§ Exercise description:
Transcribe the data that follows precisely, omitting nothing.

§ Records shown:
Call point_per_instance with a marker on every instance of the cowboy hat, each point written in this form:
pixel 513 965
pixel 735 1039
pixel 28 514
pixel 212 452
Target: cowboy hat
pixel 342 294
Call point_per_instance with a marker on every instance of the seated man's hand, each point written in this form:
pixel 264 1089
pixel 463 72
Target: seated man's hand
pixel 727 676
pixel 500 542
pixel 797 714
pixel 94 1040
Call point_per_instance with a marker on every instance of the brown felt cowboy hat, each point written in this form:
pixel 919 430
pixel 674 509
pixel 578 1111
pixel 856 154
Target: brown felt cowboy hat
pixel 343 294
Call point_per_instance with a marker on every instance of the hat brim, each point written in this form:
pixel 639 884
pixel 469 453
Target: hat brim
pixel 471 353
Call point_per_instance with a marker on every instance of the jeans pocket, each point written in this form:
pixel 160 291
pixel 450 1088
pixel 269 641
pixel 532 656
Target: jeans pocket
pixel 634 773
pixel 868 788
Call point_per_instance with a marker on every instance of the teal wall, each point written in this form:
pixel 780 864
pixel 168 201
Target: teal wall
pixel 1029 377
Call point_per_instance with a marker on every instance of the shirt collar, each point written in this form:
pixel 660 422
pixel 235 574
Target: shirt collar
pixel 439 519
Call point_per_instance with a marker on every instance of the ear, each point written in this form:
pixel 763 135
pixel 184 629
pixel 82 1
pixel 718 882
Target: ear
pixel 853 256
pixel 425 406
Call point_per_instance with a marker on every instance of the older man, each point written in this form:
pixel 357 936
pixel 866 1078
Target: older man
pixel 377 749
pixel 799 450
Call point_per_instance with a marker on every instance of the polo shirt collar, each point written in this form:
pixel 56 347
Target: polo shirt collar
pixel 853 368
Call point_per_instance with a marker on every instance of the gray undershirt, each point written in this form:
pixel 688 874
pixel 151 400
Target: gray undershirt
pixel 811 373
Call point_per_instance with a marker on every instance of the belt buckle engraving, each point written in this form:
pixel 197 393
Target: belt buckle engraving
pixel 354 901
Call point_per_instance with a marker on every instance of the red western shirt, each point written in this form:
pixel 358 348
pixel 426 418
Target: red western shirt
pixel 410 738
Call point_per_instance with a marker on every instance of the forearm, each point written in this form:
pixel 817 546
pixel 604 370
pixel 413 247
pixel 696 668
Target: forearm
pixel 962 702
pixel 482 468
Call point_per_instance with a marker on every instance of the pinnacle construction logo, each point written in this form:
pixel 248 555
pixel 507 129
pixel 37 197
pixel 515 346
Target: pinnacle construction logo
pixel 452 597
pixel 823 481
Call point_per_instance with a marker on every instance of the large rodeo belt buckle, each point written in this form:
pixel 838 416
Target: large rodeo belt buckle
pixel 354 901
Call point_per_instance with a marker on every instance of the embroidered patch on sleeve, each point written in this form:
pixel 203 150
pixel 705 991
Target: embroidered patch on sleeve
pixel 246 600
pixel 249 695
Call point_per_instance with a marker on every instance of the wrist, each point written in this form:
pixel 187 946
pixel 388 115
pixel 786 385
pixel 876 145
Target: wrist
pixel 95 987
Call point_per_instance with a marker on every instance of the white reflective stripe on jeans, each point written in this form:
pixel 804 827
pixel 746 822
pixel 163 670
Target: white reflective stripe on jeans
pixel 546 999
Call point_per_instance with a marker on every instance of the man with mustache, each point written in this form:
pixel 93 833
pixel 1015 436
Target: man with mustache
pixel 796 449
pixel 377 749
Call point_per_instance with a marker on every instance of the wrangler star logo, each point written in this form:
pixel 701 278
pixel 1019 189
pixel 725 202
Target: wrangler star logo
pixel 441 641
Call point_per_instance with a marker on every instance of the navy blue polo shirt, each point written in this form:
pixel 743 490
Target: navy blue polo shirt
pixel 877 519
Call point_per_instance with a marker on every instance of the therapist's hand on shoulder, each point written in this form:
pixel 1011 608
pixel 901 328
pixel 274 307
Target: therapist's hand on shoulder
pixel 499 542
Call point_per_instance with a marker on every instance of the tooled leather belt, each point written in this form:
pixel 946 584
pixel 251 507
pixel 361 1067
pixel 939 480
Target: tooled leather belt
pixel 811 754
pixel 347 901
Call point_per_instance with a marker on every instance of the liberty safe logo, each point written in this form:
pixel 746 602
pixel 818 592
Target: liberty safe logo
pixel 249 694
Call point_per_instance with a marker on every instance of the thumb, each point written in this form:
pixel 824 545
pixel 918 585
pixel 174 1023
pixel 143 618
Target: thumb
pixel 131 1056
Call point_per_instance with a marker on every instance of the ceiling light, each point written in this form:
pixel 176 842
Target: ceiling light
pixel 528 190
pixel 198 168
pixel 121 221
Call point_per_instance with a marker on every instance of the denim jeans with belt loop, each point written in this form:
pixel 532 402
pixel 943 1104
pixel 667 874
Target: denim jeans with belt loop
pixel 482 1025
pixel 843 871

§ Exercise answer:
Call point_per_instance with a marker on every instance of the cowboy hat, each point written in this form:
pixel 513 965
pixel 735 1039
pixel 28 514
pixel 212 452
Target: cowboy hat
pixel 342 294
Call point_per_instance with a marker on every instance of the seated man's hand, each point written in this form:
pixel 264 1089
pixel 463 72
Target: seated man's hand
pixel 727 676
pixel 500 542
pixel 797 714
pixel 94 1040
Call point_per_instance with a marker on every instance of the brown felt cowboy hat, each point written in this form:
pixel 919 430
pixel 674 509
pixel 578 1111
pixel 856 154
Target: brown felt cowboy hat
pixel 343 294
Call point_per_instance with a marker on every instance of the hat brim, each point written in this form:
pixel 639 884
pixel 469 453
Target: hat brim
pixel 471 353
Call point_per_instance with a marker on every instance of the jeans pocket, each point written in this form:
pixel 160 291
pixel 450 1088
pixel 269 641
pixel 532 656
Target: jeans pocket
pixel 634 773
pixel 868 788
Call point_per_instance with a marker on every instance of the teal wall, each point written in this form:
pixel 780 864
pixel 168 201
Target: teal wall
pixel 1029 377
Call point_per_instance with a marker on every instance of the shirt collar, each point written in this form:
pixel 660 422
pixel 235 574
Target: shirt collar
pixel 439 519
Call point_per_instance with a marker on every instance of the ear, each point written in this form:
pixel 763 135
pixel 184 629
pixel 82 1
pixel 718 882
Target: ear
pixel 853 256
pixel 425 406
Call point_per_instance with a marker on every instance of the older man, each point written in this form:
pixel 357 936
pixel 866 1078
Target: older man
pixel 377 749
pixel 799 450
Call point_per_instance with a marker on every instance of the polo shirt collar, each point written in this form:
pixel 56 347
Target: polo shirt collar
pixel 853 368
Call point_per_instance with a marker on every instance of the gray undershirt, each point written in this form:
pixel 688 874
pixel 151 400
Target: gray undershirt
pixel 811 373
Call point_per_instance with a marker on every instance of the belt buckle engraving, each point written in this form:
pixel 197 393
Target: belt buckle engraving
pixel 354 901
Call point_per_instance with a marker on every instance of the red western shirt, each point written in this form:
pixel 358 348
pixel 426 418
Target: red western shirt
pixel 410 738
Call point_per_instance with a marker on every instance of the forearm, each point written in this form:
pixel 817 546
pixel 604 370
pixel 413 247
pixel 696 668
Target: forearm
pixel 962 702
pixel 482 468
Call point_per_instance with a marker on every instance of the pinnacle construction logo, each point written in this form:
pixel 248 555
pixel 507 129
pixel 37 197
pixel 515 346
Target: pinnacle construction logo
pixel 452 597
pixel 823 481
Call point_per_instance with a marker on every instance of the large rodeo belt buckle, each point written in this form:
pixel 838 416
Target: large rodeo belt buckle
pixel 354 901
Call point_per_instance with a marker on every instance of the embroidered patch on sleeve, each point written in this form:
pixel 203 150
pixel 705 991
Target: embroidered patch on sleeve
pixel 246 600
pixel 249 695
Call point_per_instance with a marker on every instance of the wrist, each point written in this form:
pixel 187 946
pixel 388 115
pixel 786 385
pixel 876 145
Target: wrist
pixel 95 987
Call point_per_instance with a marker on every instance of the white reflective stripe on jeans, each point written in this form:
pixel 804 827
pixel 746 822
pixel 163 670
Target: white reflective stripe on jeans
pixel 546 999
Call point_per_instance with a marker on every instance of the man with mustache, each point written in this form:
pixel 93 833
pixel 1015 436
Target: man with mustache
pixel 796 449
pixel 377 749
Call point_per_instance with a marker on every instance of the wrangler star logo, each point written in this form:
pixel 701 278
pixel 1019 189
pixel 725 202
Target: wrangler star logo
pixel 441 641
Call point_per_instance with a marker on every instance of the navy blue polo shirt, each point written in this form:
pixel 743 490
Target: navy blue polo shirt
pixel 877 519
Call point_per_instance with a marker on every instance of the therapist's hand on shoulder, each point written in this form:
pixel 1011 608
pixel 901 328
pixel 274 307
Target: therapist's hand on shoulder
pixel 499 542
Call point_per_instance with a marker on every instance of the tooled leather belt, each point written in this form:
pixel 946 584
pixel 251 507
pixel 361 1067
pixel 939 480
Target: tooled leather belt
pixel 811 754
pixel 347 901
Call point_per_instance with a marker on every instance of the liberty safe logo, each point written in this form:
pixel 746 602
pixel 818 592
Target: liberty safe logo
pixel 249 694
Call point_per_instance with a marker on every instance of the thumb, each point written in this form:
pixel 824 545
pixel 918 585
pixel 174 1023
pixel 143 618
Target: thumb
pixel 131 1056
Call point_per_instance with a marker on every instance of the ceiling light, each point written in this form:
pixel 176 842
Target: ceiling light
pixel 528 190
pixel 198 168
pixel 121 221
Call point_per_instance with a marker on every instance of the denim jeans with belt loop, each point written in this form:
pixel 532 402
pixel 943 1104
pixel 667 874
Target: denim jeans with belt loop
pixel 482 1025
pixel 843 871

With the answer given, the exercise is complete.